▶ Задание 1
Выпишите из записей каждую строку, в которой встречается строка «query».

▶ Предложенный отрывок
□ □ □

Итальянский кофе там, где
Ветер волосы растреплет.
Итальянский кофе «Dante»
Свежий холодок рассвета.

Кафэ «Данте», оно практически не выделяется среди маленьких кабачков на подступах к университету. Здесь самый вкусный в мире тирамису. Здесь хорошо сидеть одной в перерыве между лекциями. Или поздно ночью. На скопленные гроши, заработанные на продаже овощей и фруктов (быстрый способ выучить, как они все называются) и сыров и колбас (оказывается, их много сортов, есть «докторская», но нет «отдельной»).  Здесь, в районе Village все люди друг другу рады. Возможно, от концентрации однополой любви на квадратный корень. В кафе неподалеку все время крутят Чаплина на задней стенке. Когда-нибудь, через много лет там будет самое первое свидание в моей жизни. Но это надо еще заслужить. На улице машины сигналят. Все. Даже не поворачиваюсь.
«Лезвие бритвы» Моэма – долгий путь к себе, момент истины, это когда осознаешь, что нет правильных ответов, нет ответов вообще. Есть правильные вопросы. Понять – значит задать правильный вопрос. И тогда все становится на свои места. И ты свободен. И можно нормально жить. Чтобы постичь это знание, нужно одному восходить на Тибет, можно одному прожить затерянным где-то в Нью Йорке. Родители – в Питере. Уже несколько лет так.

Папа, я звоню тебе ночами
После всех упавших звезд...

Звонок в Россию стоит $2 за минуту. Можно говорить о чем угодно. О чем можно говорить? О жаре, им там такая жара и не снилась...

Ты бредишь Кимерийским летом,
А тут такая стоит жара.

□ □ □

▶ Набор данных
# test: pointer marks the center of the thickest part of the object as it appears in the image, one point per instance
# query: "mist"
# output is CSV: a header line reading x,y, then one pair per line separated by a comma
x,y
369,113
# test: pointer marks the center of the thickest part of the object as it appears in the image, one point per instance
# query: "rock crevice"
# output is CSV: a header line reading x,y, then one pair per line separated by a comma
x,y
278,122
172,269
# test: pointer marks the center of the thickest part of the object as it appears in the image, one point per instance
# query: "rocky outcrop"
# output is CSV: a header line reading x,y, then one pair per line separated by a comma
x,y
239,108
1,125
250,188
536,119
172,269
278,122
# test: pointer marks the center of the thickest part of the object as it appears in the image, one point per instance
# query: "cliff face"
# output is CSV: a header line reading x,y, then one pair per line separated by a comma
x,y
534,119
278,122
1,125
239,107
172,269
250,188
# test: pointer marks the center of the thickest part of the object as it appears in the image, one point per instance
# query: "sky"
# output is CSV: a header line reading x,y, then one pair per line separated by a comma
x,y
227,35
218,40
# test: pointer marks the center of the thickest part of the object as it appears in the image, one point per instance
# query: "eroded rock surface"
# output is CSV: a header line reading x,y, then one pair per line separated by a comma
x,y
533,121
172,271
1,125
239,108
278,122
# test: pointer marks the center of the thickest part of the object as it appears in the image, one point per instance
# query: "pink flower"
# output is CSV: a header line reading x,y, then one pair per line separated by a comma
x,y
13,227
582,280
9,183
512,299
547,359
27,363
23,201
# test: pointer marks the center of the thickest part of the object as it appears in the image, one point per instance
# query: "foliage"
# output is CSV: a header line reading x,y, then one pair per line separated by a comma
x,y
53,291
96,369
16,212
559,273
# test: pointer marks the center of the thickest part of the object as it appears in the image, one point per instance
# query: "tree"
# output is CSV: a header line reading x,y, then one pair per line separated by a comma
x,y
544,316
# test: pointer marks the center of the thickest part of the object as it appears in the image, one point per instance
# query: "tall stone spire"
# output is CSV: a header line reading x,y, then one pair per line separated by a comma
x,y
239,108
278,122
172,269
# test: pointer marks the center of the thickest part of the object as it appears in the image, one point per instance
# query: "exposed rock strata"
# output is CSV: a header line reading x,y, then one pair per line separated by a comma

□ □ □

▶ Задание 2
Ответьте на вопросы по отрывку.
(a) Какой десерт в кафе «Данте» назван самым вкусным в мире?
(b) В каком городе живут родители?
(c) Сколько стоит минута звонка в Россию?

▶ Ответ 1
# query: "mist"
# query: "rock crevice"
# query: "rocky outcrop"
# query: "cliff face"
# query: "sky"
# query: "eroded rock surface"
# query: "pink flower"
# query: "foliage"
# query: "tree"
# query: "tall stone spire"
# query: "exposed rock strata"

▶ Ответ 2
(a) Тирамису.
(b) В Питере.
(c) $2 за минуту.